- [WHAT YOU SHOULD DO]:
Please print each of the entries below exactly.
··· DATA EXCERPTS ···
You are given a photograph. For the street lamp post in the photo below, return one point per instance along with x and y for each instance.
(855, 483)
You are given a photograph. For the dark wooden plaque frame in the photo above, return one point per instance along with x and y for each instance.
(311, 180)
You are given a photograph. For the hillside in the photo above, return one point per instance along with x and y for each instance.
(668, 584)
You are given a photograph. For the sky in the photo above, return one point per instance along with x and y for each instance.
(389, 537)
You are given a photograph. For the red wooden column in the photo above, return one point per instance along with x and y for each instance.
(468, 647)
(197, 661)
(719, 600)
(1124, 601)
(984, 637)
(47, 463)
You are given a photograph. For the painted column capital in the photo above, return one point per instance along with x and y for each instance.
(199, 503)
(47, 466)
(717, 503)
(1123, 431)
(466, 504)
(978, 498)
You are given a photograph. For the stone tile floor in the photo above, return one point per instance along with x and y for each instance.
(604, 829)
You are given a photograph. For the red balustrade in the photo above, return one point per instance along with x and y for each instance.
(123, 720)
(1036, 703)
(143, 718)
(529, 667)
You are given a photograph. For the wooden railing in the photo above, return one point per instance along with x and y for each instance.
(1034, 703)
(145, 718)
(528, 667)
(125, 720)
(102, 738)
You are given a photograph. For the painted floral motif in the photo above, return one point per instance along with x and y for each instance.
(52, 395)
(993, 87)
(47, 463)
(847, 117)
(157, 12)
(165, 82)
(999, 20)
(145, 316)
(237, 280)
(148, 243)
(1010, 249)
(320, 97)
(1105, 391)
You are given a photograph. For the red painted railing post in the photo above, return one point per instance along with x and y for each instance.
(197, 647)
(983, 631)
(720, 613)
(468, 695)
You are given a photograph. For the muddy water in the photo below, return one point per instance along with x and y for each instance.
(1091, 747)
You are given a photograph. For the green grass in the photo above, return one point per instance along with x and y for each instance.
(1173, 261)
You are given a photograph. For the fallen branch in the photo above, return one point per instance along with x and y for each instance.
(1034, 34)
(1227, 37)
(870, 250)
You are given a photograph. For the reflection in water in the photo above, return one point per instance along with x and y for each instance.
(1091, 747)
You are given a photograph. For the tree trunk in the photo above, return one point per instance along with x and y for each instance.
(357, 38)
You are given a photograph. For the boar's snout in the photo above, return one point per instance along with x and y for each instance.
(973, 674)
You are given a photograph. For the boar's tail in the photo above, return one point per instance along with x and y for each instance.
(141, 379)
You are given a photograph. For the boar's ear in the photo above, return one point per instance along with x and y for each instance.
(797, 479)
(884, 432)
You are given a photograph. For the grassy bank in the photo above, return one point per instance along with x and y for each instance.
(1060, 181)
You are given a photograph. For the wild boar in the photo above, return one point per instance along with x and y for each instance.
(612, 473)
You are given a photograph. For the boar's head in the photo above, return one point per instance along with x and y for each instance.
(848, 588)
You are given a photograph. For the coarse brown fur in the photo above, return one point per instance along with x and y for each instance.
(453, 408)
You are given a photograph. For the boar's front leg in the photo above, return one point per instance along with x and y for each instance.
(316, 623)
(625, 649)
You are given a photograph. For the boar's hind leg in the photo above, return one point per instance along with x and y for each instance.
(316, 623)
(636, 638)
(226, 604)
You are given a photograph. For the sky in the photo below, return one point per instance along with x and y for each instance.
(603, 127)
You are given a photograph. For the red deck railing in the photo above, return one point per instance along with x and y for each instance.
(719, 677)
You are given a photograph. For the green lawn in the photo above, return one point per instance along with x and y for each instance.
···
- [TASK RESULT]:
You are given a photograph. For the street lamp post in the photo below, return one point per instance along with x and y for each instance.
(855, 483)
You are given a photograph. For the dark wooden plaque frame in the photo above, return one point per instance along with x and y for each instance.
(311, 180)
You are given a photograph. For the hillside in the photo above, return one point per instance along with x and y for each instance.
(668, 584)
You are given a photograph. For the sky in the photo above, return one point per instance along with x and y for each instance.
(389, 537)
You are given a photograph. For the red wooden column in the photo above, return one point per instance along with x and y for each instance.
(468, 647)
(197, 661)
(719, 600)
(1124, 601)
(984, 637)
(47, 463)
You are given a photograph. For the painted column capital in the photo above, return one point per instance along with x and y for each instance.
(199, 503)
(47, 466)
(717, 503)
(1123, 431)
(466, 504)
(978, 498)
You are given a photograph. For the stone tile floor in the photo above, return one point per instance along with x and y for each instance.
(604, 829)
You are given a photograph. For the red balustrade in the photo above, return one point per instance along with x and y for each instance.
(123, 720)
(1036, 703)
(143, 718)
(529, 667)
You are given a photograph. For the wooden railing in the photo above, return one point per instance along with x and y for each instance.
(1034, 703)
(145, 718)
(528, 667)
(125, 720)
(102, 738)
You are given a photograph. For the painted floral motif in the photo above, return one point per instance along with x and y for each instance.
(52, 395)
(993, 87)
(47, 463)
(847, 117)
(157, 12)
(165, 82)
(999, 20)
(145, 316)
(237, 280)
(148, 243)
(1010, 249)
(320, 97)
(1105, 391)
You are given a photograph. For the red painted railing post in the photo above, return one point per instance along with x and y for each instance.
(197, 647)
(983, 631)
(720, 613)
(468, 695)
You are given a photograph. For the muddy water in the photo below, return one point per instance along with x and y for each instance.
(1091, 747)
You are given a photograph. For the green grass in the photo above, return one point per instance along with x and y for each instance.
(1173, 261)
You are given a photograph. For the fallen branch in the photo above, return one point per instance along with x and y for each instance.
(1034, 34)
(1227, 37)
(870, 250)
You are given a photograph. For the reflection in water in the photo above, return one point per instance along with x and y for each instance.
(1091, 747)
You are given a photograph. For the tree trunk in the photo above, return one point per instance along with x and y for each instance.
(357, 38)
You are given a photograph. For the boar's snout in the photo above, return one point per instance along with x and y for each instance.
(973, 674)
You are given a photograph. For the boar's tail in the photo above, return one point per instance along with x and y for each instance.
(141, 379)
You are given a photograph. For the boar's ear in the photo above, return one point per instance along with x and y for each instance.
(797, 479)
(884, 432)
You are given a photograph. For the grassy bank in the photo above, return one point per instance along with x and y for each instance.
(1060, 181)
You are given a photograph. For the wild boar in the photo above, return one point per instance along with x and y for each instance.
(612, 473)
You are given a photograph. For the boar's head in the photo above, return one point per instance along with x and y for each instance.
(848, 588)
You are given a photograph. For the coarse brown fur in the photo above, return one point per instance along with x and y for each instance.
(453, 408)
You are given a photograph. For the boar's front leg in the photo above, return one point per instance along with x and y for each instance.
(316, 623)
(625, 649)
You are given a photograph. For the boar's hind leg in the photo above, return one point per instance along with x and y for each instance.
(316, 623)
(636, 638)
(226, 604)
You are given a photograph. For the sky in the photo below, return one point per instance along with x and y for each instance.
(603, 127)
You are given a photograph. For the red deck railing in the photo above, return one point per instance along with x and y for each instance.
(719, 677)
You are given a photograph. For the green lawn in the photo above, return one point per instance along with x and y for each instance.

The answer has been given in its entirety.